A block of data
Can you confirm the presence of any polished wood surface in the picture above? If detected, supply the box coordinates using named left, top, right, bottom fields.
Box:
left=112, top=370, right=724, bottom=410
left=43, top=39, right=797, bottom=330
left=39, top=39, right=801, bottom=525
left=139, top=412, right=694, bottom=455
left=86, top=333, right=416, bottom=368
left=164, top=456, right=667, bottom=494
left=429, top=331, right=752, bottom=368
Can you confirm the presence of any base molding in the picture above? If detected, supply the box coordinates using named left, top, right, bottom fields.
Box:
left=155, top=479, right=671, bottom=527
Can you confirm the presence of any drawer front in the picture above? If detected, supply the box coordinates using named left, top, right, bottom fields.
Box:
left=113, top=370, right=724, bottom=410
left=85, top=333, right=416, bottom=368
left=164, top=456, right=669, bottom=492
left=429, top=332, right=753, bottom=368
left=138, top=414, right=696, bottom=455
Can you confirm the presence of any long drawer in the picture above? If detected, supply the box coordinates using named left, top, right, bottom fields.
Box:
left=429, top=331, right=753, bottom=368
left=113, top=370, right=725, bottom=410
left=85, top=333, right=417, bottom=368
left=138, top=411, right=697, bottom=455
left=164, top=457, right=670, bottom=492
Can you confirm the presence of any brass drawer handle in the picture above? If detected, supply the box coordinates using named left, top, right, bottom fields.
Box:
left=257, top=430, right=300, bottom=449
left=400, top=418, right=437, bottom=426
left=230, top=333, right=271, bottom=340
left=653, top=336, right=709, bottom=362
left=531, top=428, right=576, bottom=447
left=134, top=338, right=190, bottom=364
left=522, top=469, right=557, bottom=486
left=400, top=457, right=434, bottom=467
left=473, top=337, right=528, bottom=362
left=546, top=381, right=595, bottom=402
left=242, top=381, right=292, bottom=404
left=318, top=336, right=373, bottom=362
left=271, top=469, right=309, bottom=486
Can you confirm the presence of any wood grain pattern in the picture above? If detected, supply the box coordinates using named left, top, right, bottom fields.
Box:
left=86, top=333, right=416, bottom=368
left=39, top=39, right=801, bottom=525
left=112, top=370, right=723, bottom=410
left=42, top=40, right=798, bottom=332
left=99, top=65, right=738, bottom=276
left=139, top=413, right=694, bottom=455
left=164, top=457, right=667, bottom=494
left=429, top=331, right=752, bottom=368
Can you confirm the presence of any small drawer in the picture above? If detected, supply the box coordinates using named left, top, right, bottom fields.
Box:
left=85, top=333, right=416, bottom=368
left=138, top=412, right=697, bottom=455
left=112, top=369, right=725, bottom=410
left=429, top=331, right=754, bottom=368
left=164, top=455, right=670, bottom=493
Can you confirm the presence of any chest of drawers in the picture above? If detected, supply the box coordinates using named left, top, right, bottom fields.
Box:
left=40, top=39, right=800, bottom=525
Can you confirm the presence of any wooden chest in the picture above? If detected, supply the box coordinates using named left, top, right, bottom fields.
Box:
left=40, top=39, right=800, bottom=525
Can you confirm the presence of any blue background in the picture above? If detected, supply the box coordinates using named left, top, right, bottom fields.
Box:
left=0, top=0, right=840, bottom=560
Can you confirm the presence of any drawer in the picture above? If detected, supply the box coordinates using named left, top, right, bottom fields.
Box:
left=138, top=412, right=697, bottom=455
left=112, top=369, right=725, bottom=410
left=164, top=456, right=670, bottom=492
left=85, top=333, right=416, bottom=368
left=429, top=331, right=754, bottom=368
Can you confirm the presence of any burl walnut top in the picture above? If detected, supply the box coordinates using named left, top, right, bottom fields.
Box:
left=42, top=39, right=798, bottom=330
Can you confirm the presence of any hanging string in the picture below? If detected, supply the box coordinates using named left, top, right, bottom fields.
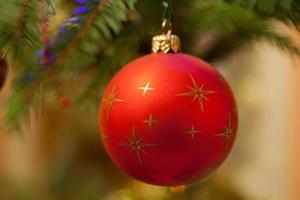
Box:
left=162, top=0, right=173, bottom=31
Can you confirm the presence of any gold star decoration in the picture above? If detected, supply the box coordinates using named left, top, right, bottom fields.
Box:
left=119, top=126, right=156, bottom=164
left=138, top=81, right=154, bottom=96
left=143, top=114, right=159, bottom=128
left=103, top=87, right=125, bottom=119
left=177, top=75, right=215, bottom=113
left=216, top=115, right=233, bottom=147
left=186, top=124, right=202, bottom=139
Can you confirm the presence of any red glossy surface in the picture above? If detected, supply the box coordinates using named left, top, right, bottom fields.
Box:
left=100, top=54, right=237, bottom=186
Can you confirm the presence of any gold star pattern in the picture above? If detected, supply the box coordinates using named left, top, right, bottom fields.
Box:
left=138, top=81, right=154, bottom=96
left=103, top=87, right=125, bottom=119
left=177, top=75, right=215, bottom=113
left=186, top=124, right=202, bottom=139
left=216, top=115, right=233, bottom=147
left=119, top=126, right=156, bottom=164
left=143, top=114, right=159, bottom=128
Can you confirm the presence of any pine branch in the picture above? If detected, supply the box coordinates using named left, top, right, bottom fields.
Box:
left=0, top=0, right=41, bottom=68
left=54, top=0, right=136, bottom=68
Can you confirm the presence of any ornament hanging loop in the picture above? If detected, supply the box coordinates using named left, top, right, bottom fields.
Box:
left=152, top=6, right=181, bottom=54
left=161, top=18, right=173, bottom=34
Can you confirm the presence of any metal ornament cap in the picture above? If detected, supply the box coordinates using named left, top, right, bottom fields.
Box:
left=152, top=31, right=181, bottom=54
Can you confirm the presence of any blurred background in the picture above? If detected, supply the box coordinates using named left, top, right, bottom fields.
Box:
left=0, top=0, right=300, bottom=200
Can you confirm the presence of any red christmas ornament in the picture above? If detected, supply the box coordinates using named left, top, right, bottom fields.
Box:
left=100, top=32, right=238, bottom=186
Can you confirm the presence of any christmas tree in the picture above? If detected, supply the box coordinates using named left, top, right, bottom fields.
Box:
left=0, top=0, right=300, bottom=199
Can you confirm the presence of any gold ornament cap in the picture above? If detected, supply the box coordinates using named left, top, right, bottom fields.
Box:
left=152, top=20, right=181, bottom=54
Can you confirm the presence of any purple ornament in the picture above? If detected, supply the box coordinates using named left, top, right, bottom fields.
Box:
left=75, top=0, right=89, bottom=4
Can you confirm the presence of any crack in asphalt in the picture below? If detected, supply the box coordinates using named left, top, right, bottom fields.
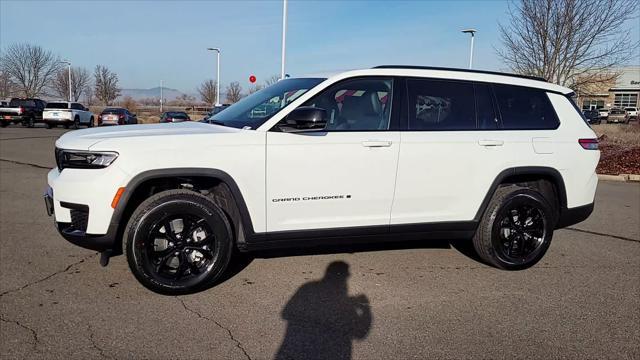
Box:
left=87, top=325, right=115, bottom=359
left=0, top=159, right=53, bottom=170
left=176, top=296, right=252, bottom=360
left=565, top=227, right=640, bottom=242
left=0, top=314, right=40, bottom=350
left=0, top=253, right=98, bottom=298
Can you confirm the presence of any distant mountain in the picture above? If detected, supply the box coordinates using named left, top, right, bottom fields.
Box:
left=117, top=86, right=184, bottom=101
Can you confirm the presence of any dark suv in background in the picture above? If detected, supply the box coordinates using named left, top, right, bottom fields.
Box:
left=98, top=108, right=138, bottom=126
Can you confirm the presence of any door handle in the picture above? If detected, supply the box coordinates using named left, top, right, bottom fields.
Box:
left=478, top=140, right=504, bottom=146
left=362, top=140, right=392, bottom=147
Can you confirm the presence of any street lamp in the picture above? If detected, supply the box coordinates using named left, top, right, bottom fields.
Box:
left=60, top=60, right=71, bottom=102
left=462, top=29, right=478, bottom=69
left=207, top=48, right=220, bottom=106
left=280, top=0, right=287, bottom=80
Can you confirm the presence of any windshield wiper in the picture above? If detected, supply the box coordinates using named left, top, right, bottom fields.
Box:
left=207, top=120, right=227, bottom=126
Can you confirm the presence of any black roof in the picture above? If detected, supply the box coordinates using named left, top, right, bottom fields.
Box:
left=374, top=65, right=547, bottom=82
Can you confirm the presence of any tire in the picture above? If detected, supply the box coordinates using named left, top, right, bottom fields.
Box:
left=473, top=185, right=557, bottom=270
left=123, top=190, right=234, bottom=295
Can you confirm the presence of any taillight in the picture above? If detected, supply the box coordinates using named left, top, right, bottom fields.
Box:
left=578, top=139, right=598, bottom=150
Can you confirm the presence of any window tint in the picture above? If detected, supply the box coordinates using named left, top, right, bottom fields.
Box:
left=474, top=84, right=500, bottom=130
left=303, top=78, right=393, bottom=131
left=493, top=84, right=558, bottom=130
left=407, top=80, right=476, bottom=130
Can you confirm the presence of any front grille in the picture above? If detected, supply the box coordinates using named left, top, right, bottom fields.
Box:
left=55, top=148, right=63, bottom=171
left=71, top=207, right=89, bottom=232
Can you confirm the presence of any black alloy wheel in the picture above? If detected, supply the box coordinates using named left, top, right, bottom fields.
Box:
left=492, top=204, right=547, bottom=264
left=473, top=185, right=558, bottom=270
left=123, top=190, right=233, bottom=295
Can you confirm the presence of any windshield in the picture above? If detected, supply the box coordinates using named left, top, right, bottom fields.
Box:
left=47, top=103, right=69, bottom=109
left=211, top=78, right=325, bottom=129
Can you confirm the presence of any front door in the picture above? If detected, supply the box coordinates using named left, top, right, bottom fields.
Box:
left=266, top=77, right=400, bottom=232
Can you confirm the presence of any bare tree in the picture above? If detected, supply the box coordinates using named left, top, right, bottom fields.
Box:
left=226, top=81, right=242, bottom=104
left=93, top=65, right=120, bottom=105
left=497, top=0, right=639, bottom=91
left=0, top=70, right=15, bottom=99
left=51, top=67, right=91, bottom=101
left=197, top=80, right=218, bottom=105
left=0, top=43, right=62, bottom=97
left=264, top=75, right=280, bottom=86
left=84, top=84, right=95, bottom=106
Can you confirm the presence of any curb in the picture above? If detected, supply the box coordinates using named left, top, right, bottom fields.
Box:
left=598, top=174, right=640, bottom=182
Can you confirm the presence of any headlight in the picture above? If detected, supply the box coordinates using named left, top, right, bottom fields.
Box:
left=56, top=149, right=118, bottom=171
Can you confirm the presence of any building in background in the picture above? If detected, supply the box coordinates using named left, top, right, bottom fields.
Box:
left=578, top=67, right=640, bottom=110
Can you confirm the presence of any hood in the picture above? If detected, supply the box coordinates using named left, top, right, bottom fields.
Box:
left=56, top=121, right=242, bottom=150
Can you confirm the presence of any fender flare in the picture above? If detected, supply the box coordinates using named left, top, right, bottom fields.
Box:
left=473, top=166, right=567, bottom=221
left=111, top=168, right=255, bottom=239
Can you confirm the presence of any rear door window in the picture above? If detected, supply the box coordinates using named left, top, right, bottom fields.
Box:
left=493, top=84, right=560, bottom=130
left=407, top=79, right=476, bottom=131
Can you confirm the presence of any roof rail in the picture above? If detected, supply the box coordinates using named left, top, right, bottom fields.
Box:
left=373, top=65, right=547, bottom=82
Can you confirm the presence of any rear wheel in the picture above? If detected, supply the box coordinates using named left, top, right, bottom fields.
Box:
left=473, top=185, right=556, bottom=270
left=123, top=190, right=233, bottom=295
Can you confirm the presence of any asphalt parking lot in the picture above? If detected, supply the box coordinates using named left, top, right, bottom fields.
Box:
left=0, top=127, right=640, bottom=359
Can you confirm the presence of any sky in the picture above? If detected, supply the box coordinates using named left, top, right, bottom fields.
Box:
left=0, top=0, right=639, bottom=93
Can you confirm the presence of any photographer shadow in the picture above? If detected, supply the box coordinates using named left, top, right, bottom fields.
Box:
left=275, top=261, right=373, bottom=360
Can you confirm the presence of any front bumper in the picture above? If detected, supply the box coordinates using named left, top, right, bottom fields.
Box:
left=44, top=164, right=129, bottom=251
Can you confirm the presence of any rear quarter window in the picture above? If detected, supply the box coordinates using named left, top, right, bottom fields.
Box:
left=493, top=84, right=560, bottom=130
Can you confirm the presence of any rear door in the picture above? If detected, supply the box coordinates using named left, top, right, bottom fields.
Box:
left=391, top=78, right=505, bottom=225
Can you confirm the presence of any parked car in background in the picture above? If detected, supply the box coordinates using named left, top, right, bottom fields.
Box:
left=160, top=111, right=191, bottom=123
left=0, top=98, right=47, bottom=127
left=582, top=109, right=602, bottom=125
left=98, top=108, right=138, bottom=126
left=598, top=108, right=609, bottom=120
left=607, top=108, right=629, bottom=123
left=42, top=101, right=94, bottom=129
left=202, top=104, right=231, bottom=122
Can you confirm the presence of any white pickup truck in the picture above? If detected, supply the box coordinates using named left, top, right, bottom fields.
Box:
left=42, top=101, right=93, bottom=129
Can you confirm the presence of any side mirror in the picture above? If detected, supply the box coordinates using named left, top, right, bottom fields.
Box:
left=280, top=106, right=327, bottom=132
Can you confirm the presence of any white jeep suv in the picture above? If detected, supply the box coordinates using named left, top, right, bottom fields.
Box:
left=45, top=66, right=600, bottom=294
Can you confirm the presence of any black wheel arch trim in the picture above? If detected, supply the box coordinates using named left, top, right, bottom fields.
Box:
left=110, top=167, right=257, bottom=245
left=473, top=166, right=567, bottom=222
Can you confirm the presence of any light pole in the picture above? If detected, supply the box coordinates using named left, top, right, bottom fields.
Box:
left=280, top=0, right=287, bottom=80
left=207, top=48, right=220, bottom=106
left=462, top=29, right=478, bottom=69
left=61, top=60, right=71, bottom=102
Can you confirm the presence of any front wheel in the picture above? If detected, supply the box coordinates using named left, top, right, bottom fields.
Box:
left=473, top=185, right=556, bottom=270
left=123, top=190, right=233, bottom=295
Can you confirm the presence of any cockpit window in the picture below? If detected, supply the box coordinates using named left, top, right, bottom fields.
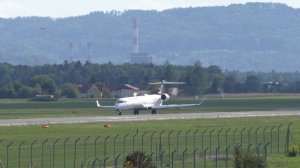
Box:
left=117, top=100, right=126, bottom=103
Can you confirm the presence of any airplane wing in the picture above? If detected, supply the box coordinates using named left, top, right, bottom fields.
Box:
left=152, top=98, right=206, bottom=109
left=96, top=100, right=115, bottom=108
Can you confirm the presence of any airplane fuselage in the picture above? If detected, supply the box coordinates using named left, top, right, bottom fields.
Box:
left=115, top=95, right=163, bottom=111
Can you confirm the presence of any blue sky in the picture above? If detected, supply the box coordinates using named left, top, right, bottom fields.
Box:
left=0, top=0, right=300, bottom=18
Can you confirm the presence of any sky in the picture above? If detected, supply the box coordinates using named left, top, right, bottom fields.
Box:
left=0, top=0, right=300, bottom=18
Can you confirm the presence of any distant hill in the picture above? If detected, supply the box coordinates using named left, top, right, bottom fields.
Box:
left=0, top=3, right=300, bottom=71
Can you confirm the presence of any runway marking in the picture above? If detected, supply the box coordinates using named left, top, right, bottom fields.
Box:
left=0, top=110, right=300, bottom=126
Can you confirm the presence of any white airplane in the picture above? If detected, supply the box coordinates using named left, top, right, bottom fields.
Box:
left=96, top=80, right=205, bottom=115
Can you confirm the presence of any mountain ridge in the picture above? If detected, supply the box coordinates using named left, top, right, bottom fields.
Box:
left=0, top=3, right=300, bottom=71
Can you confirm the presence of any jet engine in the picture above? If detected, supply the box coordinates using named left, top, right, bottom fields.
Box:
left=160, top=94, right=170, bottom=100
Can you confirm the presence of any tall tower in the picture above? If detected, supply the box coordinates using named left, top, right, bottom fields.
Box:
left=87, top=41, right=92, bottom=63
left=69, top=42, right=74, bottom=63
left=132, top=19, right=139, bottom=54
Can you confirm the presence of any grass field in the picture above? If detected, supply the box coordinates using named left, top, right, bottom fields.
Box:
left=0, top=95, right=300, bottom=119
left=0, top=95, right=300, bottom=168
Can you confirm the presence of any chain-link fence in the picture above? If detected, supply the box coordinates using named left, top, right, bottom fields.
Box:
left=0, top=124, right=290, bottom=168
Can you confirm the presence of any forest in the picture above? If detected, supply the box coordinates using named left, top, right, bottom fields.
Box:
left=0, top=3, right=300, bottom=72
left=0, top=61, right=300, bottom=98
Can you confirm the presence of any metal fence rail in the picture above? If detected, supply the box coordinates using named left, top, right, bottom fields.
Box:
left=0, top=124, right=290, bottom=168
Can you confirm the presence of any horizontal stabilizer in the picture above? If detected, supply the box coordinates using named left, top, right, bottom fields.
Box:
left=96, top=100, right=115, bottom=108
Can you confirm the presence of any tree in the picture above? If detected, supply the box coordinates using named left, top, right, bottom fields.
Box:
left=223, top=76, right=236, bottom=93
left=61, top=84, right=80, bottom=98
left=31, top=75, right=57, bottom=95
left=245, top=75, right=261, bottom=92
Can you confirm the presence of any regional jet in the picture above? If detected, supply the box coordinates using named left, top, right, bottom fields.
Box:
left=96, top=80, right=205, bottom=115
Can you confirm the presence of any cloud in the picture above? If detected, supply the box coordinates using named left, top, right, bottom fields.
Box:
left=0, top=0, right=30, bottom=18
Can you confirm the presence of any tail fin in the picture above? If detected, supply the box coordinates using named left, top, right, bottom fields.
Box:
left=149, top=80, right=185, bottom=95
left=96, top=100, right=101, bottom=107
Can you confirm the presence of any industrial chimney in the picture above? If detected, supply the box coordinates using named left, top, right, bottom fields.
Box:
left=132, top=19, right=139, bottom=54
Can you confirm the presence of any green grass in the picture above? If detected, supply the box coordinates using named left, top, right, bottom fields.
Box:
left=0, top=95, right=300, bottom=168
left=0, top=116, right=300, bottom=168
left=0, top=95, right=300, bottom=119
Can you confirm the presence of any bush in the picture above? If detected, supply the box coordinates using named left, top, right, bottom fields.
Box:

Directive - Pick out and copy every line of the records above that contains the string "chest". Case counts.

Response to this exercise -
Can you confirm the presence of any chest of drawers in the picture above? If detected, supply the box coordinates using named left, top, right, bottom fields.
Can you confirm the presence of any wooden chest in the picture above? If detected, supply the box coordinates using named left, top, right, bottom fields.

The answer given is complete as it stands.